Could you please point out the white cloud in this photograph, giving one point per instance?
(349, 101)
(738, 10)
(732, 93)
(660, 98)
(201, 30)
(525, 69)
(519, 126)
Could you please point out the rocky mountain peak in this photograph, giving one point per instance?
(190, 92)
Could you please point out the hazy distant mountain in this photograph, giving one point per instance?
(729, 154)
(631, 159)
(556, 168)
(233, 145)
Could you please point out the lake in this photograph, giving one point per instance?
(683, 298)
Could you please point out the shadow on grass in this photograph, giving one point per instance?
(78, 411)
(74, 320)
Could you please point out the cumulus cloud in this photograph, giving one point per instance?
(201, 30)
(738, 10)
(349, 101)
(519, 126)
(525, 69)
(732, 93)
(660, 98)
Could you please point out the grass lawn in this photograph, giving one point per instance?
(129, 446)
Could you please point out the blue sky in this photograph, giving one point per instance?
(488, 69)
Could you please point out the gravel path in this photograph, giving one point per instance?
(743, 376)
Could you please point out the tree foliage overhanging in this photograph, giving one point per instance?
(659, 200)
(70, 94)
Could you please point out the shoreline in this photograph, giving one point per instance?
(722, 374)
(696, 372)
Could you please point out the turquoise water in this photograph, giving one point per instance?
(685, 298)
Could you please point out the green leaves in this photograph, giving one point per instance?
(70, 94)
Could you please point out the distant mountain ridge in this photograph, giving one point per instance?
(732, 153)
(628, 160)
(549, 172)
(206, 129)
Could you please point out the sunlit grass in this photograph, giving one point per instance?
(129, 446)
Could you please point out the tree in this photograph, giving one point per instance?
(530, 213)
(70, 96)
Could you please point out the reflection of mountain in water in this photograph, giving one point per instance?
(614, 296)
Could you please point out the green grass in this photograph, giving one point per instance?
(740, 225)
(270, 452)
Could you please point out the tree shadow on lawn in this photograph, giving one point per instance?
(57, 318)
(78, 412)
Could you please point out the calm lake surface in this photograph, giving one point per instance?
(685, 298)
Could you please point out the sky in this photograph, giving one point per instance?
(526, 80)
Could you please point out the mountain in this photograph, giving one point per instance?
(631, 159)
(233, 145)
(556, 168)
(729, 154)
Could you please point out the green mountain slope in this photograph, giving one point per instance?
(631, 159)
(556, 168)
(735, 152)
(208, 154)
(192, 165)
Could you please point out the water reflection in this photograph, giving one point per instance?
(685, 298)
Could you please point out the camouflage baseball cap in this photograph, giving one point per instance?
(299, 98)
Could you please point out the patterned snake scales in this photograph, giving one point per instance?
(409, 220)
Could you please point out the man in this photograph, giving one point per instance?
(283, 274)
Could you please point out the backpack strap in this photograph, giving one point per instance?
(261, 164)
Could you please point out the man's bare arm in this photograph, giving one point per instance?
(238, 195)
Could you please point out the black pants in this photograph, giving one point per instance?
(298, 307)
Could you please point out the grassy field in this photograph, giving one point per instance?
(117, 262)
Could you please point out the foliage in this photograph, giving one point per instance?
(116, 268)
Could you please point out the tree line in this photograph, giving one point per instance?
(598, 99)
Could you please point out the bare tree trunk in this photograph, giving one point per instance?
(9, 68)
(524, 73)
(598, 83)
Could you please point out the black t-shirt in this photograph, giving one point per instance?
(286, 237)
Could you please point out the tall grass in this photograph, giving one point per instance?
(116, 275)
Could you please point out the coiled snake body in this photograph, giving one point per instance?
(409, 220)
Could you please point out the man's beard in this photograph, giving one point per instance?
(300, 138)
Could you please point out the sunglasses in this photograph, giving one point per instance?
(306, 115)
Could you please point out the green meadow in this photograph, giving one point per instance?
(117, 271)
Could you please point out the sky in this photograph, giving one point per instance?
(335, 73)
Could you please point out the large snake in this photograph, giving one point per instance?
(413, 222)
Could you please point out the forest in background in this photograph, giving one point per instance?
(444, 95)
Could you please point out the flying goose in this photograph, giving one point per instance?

§ Short problem
Arrange all of the data above as a Markdown table with the columns No. and Line: one row per line, numbered in order, with blank lines skipped.

§ Exercise output
| No. | Line |
|---|---|
| 1 | Could you please point out the white cloud in this photograph, giving one point per instance? |
| 2 | (349, 101) |
| 3 | (738, 10) |
| 4 | (732, 93) |
| 5 | (660, 98) |
| 6 | (201, 30) |
| 7 | (525, 69) |
| 8 | (519, 126) |
| 9 | Could you please point out the rocky mountain peak in this photograph, giving one point per instance? |
| 10 | (190, 92) |
| 11 | Could you please point out the hazy distant mountain in this photograph, giving one point per instance? |
| 12 | (729, 154) |
| 13 | (631, 159) |
| 14 | (556, 168) |
| 15 | (233, 145) |
| 16 | Could you please point out the lake in this photograph, giving one point per instance? |
| 17 | (683, 298) |
| 18 | Could you please point out the shadow on grass in this photograph, giving one point per instance? |
| 19 | (78, 411) |
| 20 | (74, 320) |
| 21 | Could you please point out the cumulus cloud in this photograph, giving one point per instance? |
| 22 | (201, 30) |
| 23 | (738, 10) |
| 24 | (349, 101) |
| 25 | (519, 126) |
| 26 | (525, 69) |
| 27 | (732, 93) |
| 28 | (660, 98) |
| 29 | Could you please point out the grass lawn in this photograph, giving one point per instance? |
| 30 | (129, 446) |
| 31 | Could you please point out the blue sky in this photograph, giving one point per instance? |
| 32 | (488, 69) |
| 33 | Could you please point out the gravel path in this photograph, giving one point per instance? |
| 34 | (743, 376) |
| 35 | Could you please point out the tree foliage overhanging in this photograph, giving one point per instance? |
| 36 | (659, 200) |
| 37 | (70, 94) |
| 38 | Could you please point out the shoreline in this photograph, giving one point per instance? |
| 39 | (722, 374) |
| 40 | (696, 372) |
| 41 | Could you please point out the turquoise water in this photograph, giving one point per instance? |
| 42 | (685, 298) |
| 43 | Could you please point out the green leaves in this photograph, giving one point per instance? |
| 44 | (70, 94) |
| 45 | Could you please point out the distant mountain ridge in this photograph, giving one point per instance? |
| 46 | (732, 153) |
| 47 | (628, 160) |
| 48 | (549, 172) |
| 49 | (206, 129) |
| 50 | Could you please point out the sunlit grass in this photograph, giving one point per instance? |
| 51 | (129, 446) |
| 52 | Could you please point out the tree in this photograph, giving one point per instance? |
| 53 | (530, 213) |
| 54 | (70, 96) |
| 55 | Could you please point out the reflection of mountain in water in this photograph, giving one point per instance? |
| 56 | (614, 296) |
| 57 | Could you please point out the green grass in this photograph, giving one point per instance? |
| 58 | (740, 225) |
| 59 | (270, 452) |
| 60 | Could you please point out the tree shadow on lawn in this photograph, giving one point per instance? |
| 61 | (57, 318) |
| 62 | (78, 412) |
| 63 | Could you please point out the calm lake surface in this photograph, giving one point per instance? |
| 64 | (685, 298) |
| 65 | Could you please point out the sky in this photograph, giving one point per instance? |
| 66 | (526, 80) |
| 67 | Could you please point out the mountain in this photograph, giving one point per instance? |
| 68 | (631, 159) |
| 69 | (233, 145) |
| 70 | (556, 168) |
| 71 | (729, 154) |
| 72 | Could you please point out the green mountain slope in this photograph, giving one point per instance? |
| 73 | (631, 159) |
| 74 | (556, 168) |
| 75 | (735, 152) |
| 76 | (208, 154) |
| 77 | (192, 165) |
| 78 | Could you please point out the water reflection in this photograph, giving one point per instance? |
| 79 | (685, 298) |
| 80 | Could you please point out the camouflage baseball cap in this photograph, giving one point per instance? |
| 81 | (299, 98) |
| 82 | Could you please point out the patterned snake scales in this photograph, giving one point per instance? |
| 83 | (409, 220) |
| 84 | Could you please point out the man in this photograph, giving one point per instance? |
| 85 | (283, 274) |
| 86 | Could you please point out the backpack strap in this photograph, giving one point per instance? |
| 87 | (261, 164) |
| 88 | Could you please point out the man's bare arm in this photograph, giving one point per instance? |
| 89 | (238, 195) |
| 90 | Could you please point out the black pants in this photograph, giving one point per instance? |
| 91 | (298, 307) |
| 92 | Could you please point out the grassy field in this photograph, giving one point per instance? |
| 93 | (117, 262) |
| 94 | Could you please point out the foliage in this photograph, giving one point per instance? |
| 95 | (116, 268) |
| 96 | Could you please point out the tree line in this photograph, giving one point per instance? |
| 97 | (598, 99) |
| 98 | Could you please point out the bare tree trunk in this photograph, giving one point per instance? |
| 99 | (9, 68) |
| 100 | (524, 73) |
| 101 | (598, 83) |
| 102 | Could you please point out the black t-shirt in this photograph, giving one point per instance? |
| 103 | (286, 237) |
| 104 | Could you please point out the tall grass in this photograph, giving one point per instance? |
| 105 | (116, 275) |
| 106 | Could you please point out the coiled snake body in this photograph, giving one point per instance? |
| 107 | (409, 220) |
| 108 | Could you please point out the man's beard in this photograph, giving one point per instance? |
| 109 | (300, 138) |
| 110 | Could you please point out the sunglasses in this photograph, giving one point per instance? |
| 111 | (306, 115) |
| 112 | Could you please point out the green meadow in this photograph, giving one point per instance? |
| 113 | (117, 271) |
| 114 | Could you please point out the sky in this photograph, giving one point per instance? |
| 115 | (335, 73) |
| 116 | Could you please point out the large snake in this photograph, giving one point per instance? |
| 117 | (413, 222) |
| 118 | Could you please point out the forest in background in this photograph, giving one point per instance? |
| 119 | (444, 95) |
| 120 | Could you please point out the flying goose in this photograph, giving one point per instance? |